• TEXTE SOURCE:
"""
Rapport avec l’ancienne
économie judaïque
Rupture de toute relation extérieure entre Dieu et Israël par le jugement
Le temps du jugement du peuple s’approchait ; et, sous ce rapport, la
destruction de Jérusalem a eu une grande portée, parce qu’elle a rompu
définitivement toute relation extérieure entre Dieu et le peuple juif. Dès lors
il n’y a plus eu d’autel, de sacrifice, de sacrificature, ni de sanctuaire. Tout
lien a été rompu par le jugement, et reste rompu jusqu’à ce qu’il soit formé de
nouveau, selon la grâce, sous la nouvelle alliance.
Contraste plus que
comparaison avec l’ancien ordre de choses
En outre, on trouvera qu’il y a plutôt contraste que comparaison avec cette
épître. Le voile y est comparé, sans doute, mais auparavant il fermait l’entrée
du sanctuaire, tandis que maintenant il y a un chemin nouveau et vivant
[(10:20)] ; quant à l’offrande, elle était autrefois répétée, attestant que les
péchés étaient toujours là [(10:3)], maintenant elle a été faite une fois pour
toutes, de sorte qu’il ne reste aucun souvenir de péchés [(10:14)] ; et il en
est de même de tous les détails importants.
"""
• DONNÉES FOURNIES:
"""
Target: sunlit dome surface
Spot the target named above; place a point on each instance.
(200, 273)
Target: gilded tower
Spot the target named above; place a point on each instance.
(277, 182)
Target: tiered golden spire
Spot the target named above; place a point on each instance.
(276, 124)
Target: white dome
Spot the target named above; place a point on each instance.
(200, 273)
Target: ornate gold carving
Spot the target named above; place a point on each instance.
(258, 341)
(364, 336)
"""
"""
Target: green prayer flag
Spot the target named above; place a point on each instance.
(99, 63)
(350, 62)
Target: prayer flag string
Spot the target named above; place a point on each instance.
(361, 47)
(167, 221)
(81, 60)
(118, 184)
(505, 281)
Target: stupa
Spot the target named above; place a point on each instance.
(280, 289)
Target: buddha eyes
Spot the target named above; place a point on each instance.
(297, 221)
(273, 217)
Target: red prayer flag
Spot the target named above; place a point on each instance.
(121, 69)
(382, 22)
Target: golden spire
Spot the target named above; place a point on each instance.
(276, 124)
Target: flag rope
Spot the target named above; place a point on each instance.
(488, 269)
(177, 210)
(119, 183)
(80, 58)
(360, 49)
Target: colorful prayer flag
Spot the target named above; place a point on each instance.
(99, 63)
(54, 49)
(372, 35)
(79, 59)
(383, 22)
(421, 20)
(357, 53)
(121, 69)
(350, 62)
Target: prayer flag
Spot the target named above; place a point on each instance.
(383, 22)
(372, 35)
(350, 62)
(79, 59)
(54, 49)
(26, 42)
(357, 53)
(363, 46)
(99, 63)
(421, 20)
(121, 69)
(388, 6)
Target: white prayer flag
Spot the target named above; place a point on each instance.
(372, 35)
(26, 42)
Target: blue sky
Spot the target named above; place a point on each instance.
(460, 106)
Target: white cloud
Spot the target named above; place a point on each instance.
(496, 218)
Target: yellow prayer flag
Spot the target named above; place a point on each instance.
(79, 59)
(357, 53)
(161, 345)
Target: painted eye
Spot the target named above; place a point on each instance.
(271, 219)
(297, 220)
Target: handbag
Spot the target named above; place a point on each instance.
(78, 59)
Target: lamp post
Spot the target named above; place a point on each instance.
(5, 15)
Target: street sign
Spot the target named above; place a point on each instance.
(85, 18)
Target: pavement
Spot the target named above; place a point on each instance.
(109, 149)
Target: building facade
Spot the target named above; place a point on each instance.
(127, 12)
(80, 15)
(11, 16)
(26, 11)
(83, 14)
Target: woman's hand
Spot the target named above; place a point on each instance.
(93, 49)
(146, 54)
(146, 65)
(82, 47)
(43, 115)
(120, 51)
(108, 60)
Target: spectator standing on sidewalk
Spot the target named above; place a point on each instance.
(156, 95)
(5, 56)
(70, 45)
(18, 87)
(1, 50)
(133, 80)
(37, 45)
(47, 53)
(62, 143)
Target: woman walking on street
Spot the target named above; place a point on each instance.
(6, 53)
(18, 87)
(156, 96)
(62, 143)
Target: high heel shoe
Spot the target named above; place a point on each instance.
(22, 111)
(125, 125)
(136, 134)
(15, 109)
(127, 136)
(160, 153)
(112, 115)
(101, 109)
"""
• ÉNONCÉ DE L'EXERCICE:
Veuillez recopier à l'identique, dans le texte sur l'ancienne économie judaïque, le passage allant de « Rapport avec l’ancienne » jusqu'à « la nouvelle alliance. ».

• RÉPONSE COMPLÈTE:
Rapport avec l’ancienne
économie judaïque
Rupture de toute relation extérieure entre Dieu et Israël par le jugement
Le temps du jugement du peuple s’approchait ; et, sous ce rapport, la
destruction de Jérusalem a eu une grande portée, parce qu’elle a rompu
définitivement toute relation extérieure entre Dieu et le peuple juif. Dès lors
il n’y a plus eu d’autel, de sacrifice, de sacrificature, ni de sanctuaire. Tout
lien a été rompu par le jugement, et reste rompu jusqu’à ce qu’il soit formé de
nouveau, selon la grâce, sous la nouvelle alliance.